## What you need to do
Copy all the data exactly, except the pictures.
BEGIN Task input
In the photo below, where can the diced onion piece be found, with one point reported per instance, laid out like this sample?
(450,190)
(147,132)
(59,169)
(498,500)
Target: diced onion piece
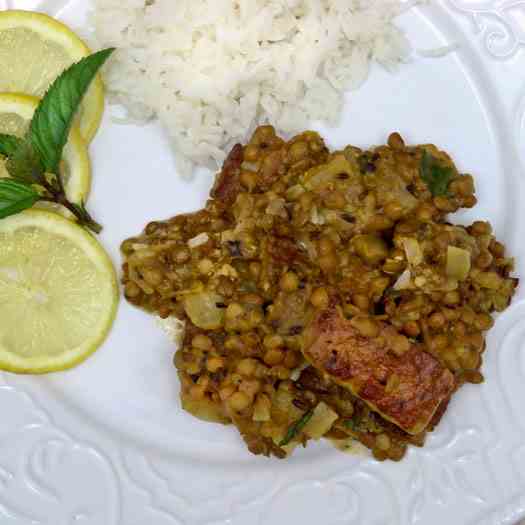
(316,217)
(458,263)
(321,421)
(250,166)
(413,251)
(277,208)
(199,240)
(294,192)
(204,409)
(202,309)
(403,281)
(173,327)
(296,372)
(322,175)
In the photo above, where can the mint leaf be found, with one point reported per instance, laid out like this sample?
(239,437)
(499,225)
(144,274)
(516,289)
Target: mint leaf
(53,119)
(24,164)
(435,176)
(15,197)
(296,428)
(8,144)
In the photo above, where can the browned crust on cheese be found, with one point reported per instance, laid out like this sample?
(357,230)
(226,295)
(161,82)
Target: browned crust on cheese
(364,365)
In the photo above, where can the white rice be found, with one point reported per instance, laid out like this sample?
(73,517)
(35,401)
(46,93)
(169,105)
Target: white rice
(212,70)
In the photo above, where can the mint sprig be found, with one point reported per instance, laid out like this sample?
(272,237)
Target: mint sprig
(16,197)
(8,144)
(435,176)
(53,118)
(33,162)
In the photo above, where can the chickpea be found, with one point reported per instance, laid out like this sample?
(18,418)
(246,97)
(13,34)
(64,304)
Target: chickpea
(251,153)
(193,368)
(370,248)
(306,200)
(273,357)
(425,212)
(497,249)
(152,276)
(411,329)
(273,341)
(233,311)
(484,260)
(234,342)
(450,314)
(437,321)
(469,202)
(335,200)
(250,387)
(239,401)
(289,282)
(181,255)
(197,392)
(261,408)
(328,263)
(202,342)
(255,269)
(452,298)
(460,328)
(468,316)
(247,367)
(326,246)
(438,342)
(469,359)
(291,359)
(214,364)
(394,211)
(396,142)
(361,301)
(205,266)
(226,392)
(365,326)
(320,298)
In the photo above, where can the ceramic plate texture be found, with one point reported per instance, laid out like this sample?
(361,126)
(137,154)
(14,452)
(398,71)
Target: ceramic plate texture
(108,442)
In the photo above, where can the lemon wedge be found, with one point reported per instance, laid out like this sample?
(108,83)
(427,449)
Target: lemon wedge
(34,50)
(58,293)
(16,112)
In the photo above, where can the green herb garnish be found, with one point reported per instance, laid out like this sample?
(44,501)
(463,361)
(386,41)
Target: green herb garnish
(435,176)
(33,162)
(8,144)
(296,428)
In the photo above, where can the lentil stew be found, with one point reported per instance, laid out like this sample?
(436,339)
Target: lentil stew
(325,294)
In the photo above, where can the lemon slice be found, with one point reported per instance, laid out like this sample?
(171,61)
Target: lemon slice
(58,293)
(34,50)
(16,112)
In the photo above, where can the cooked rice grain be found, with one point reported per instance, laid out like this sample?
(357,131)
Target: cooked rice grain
(212,70)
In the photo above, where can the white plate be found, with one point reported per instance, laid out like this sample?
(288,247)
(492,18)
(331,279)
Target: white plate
(108,443)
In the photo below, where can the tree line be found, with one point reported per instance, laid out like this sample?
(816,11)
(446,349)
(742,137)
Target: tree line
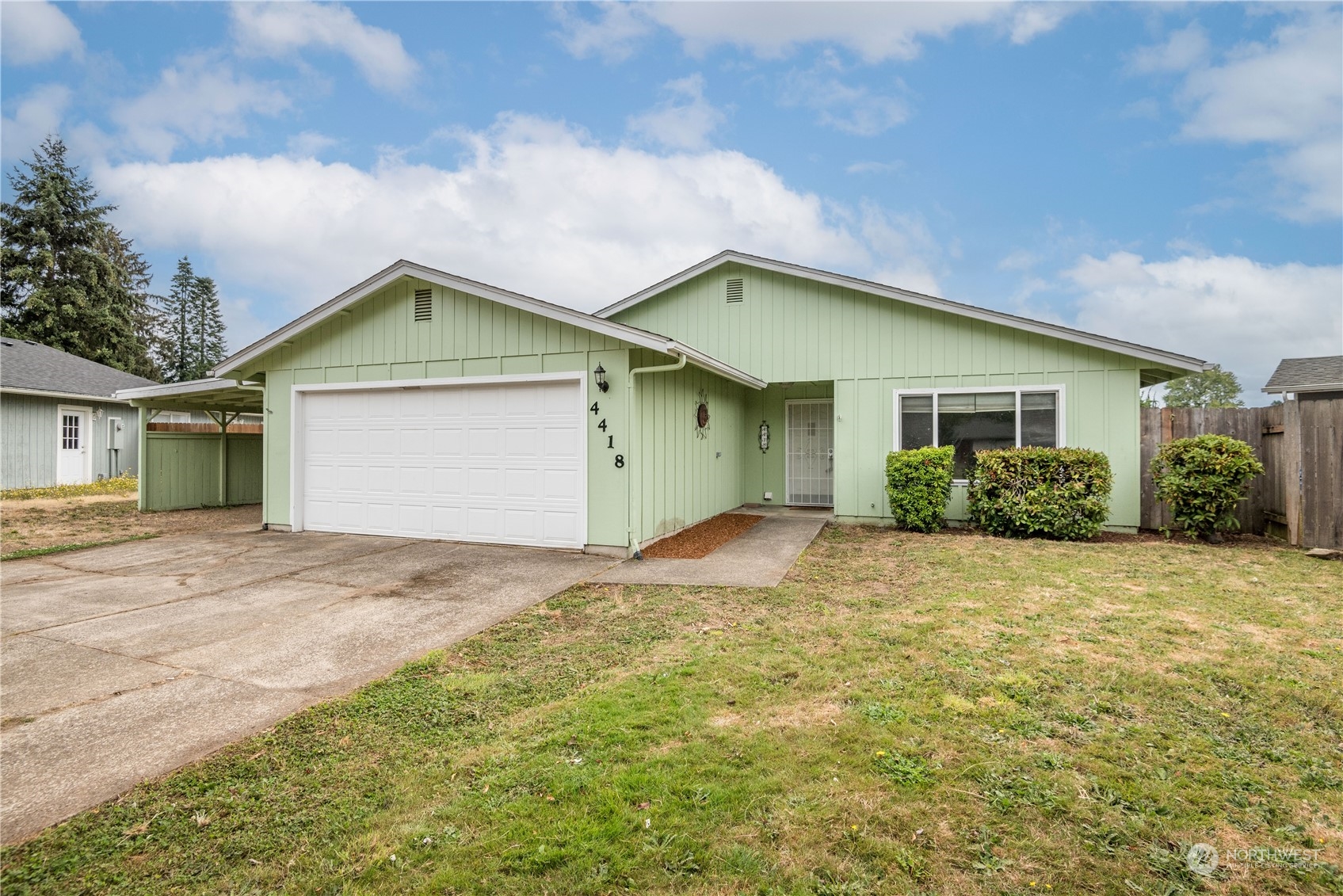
END Task input
## Answer section
In the photo below, where can the diced onion piece be found, with one point reported per instance, laid out like this sample?
(450,190)
(147,132)
(59,169)
(498,500)
Target: diced onion piece
(316,217)
(458,263)
(321,421)
(250,166)
(413,251)
(277,208)
(199,240)
(294,192)
(204,409)
(202,309)
(403,281)
(173,327)
(296,372)
(322,175)
In the photo above, where can the mint leaf be found, with one point reported per instance, laid out like this sample?
(239,437)
(499,225)
(144,274)
(516,289)
Target: mint leaf
(53,119)
(24,164)
(435,176)
(15,197)
(296,428)
(8,144)
In the photo above, where can the browned crust on cheese be found, with one point reported per instance, laid out like this sample?
(357,230)
(226,295)
(161,82)
Target: browned crust on cheese
(364,365)
In the photo above, where can the white rice be found, with one point reported per instance, laid out like this sample?
(73,517)
(35,401)
(46,93)
(169,105)
Target: white rice
(212,70)
In the photo above, where can the mint sprig be found, with one point reported per instance, laid out like this sample?
(272,237)
Target: mint sprig
(16,197)
(8,144)
(435,176)
(53,118)
(33,162)
In the photo above, where can the chickpea be found, with one point reported per instance, laid out like this sample?
(18,418)
(246,97)
(13,34)
(64,304)
Target: chickpea
(251,153)
(193,368)
(370,248)
(306,200)
(273,357)
(425,212)
(497,249)
(152,276)
(411,329)
(273,341)
(233,311)
(484,260)
(234,342)
(450,314)
(437,321)
(469,202)
(335,200)
(250,387)
(239,401)
(289,282)
(181,255)
(197,392)
(261,408)
(328,263)
(202,342)
(255,269)
(452,298)
(460,328)
(468,316)
(247,367)
(326,246)
(438,342)
(469,359)
(291,359)
(214,364)
(394,211)
(396,142)
(361,301)
(205,266)
(226,392)
(365,326)
(320,298)
In the photo above, where can the ceramic plate texture be found, with one point reported per instance, laid out like this sample?
(361,126)
(137,154)
(14,452)
(398,71)
Target: ceramic plate texture
(108,442)
In the photo above, where can the lemon wedge be found, with one point reported per instance, laid out like this sample?
(108,83)
(427,449)
Target: lemon wedge
(34,50)
(58,293)
(16,112)
In the photo above, where can the green herb garnish be found, with one point reported per instance, laid out like this sample?
(44,501)
(463,361)
(386,41)
Target: green herb garnish
(435,176)
(33,162)
(8,144)
(296,428)
In the photo above, where can the lentil stew be found, with one point reported per instance, laid out like this sample?
(436,339)
Target: lentil stew
(325,294)
In the photo above, where can the lemon slice be found, with one point reported per instance, laid out like this sample?
(171,61)
Target: lemon slice
(58,293)
(34,50)
(16,112)
In the photo above, where can the cooked rice grain be found, with one point reported per instance, laid out like this sample?
(357,131)
Target: cooked rice grain
(212,70)
In the photo above, where can the white plate be found, with one point reported per instance, laid out like this sample?
(288,247)
(492,18)
(331,279)
Target: white plate
(108,443)
In the photo below, where can the tree line be found, with one point reported per instance, laid out like this sample?
(816,11)
(446,349)
(742,137)
Target: tree line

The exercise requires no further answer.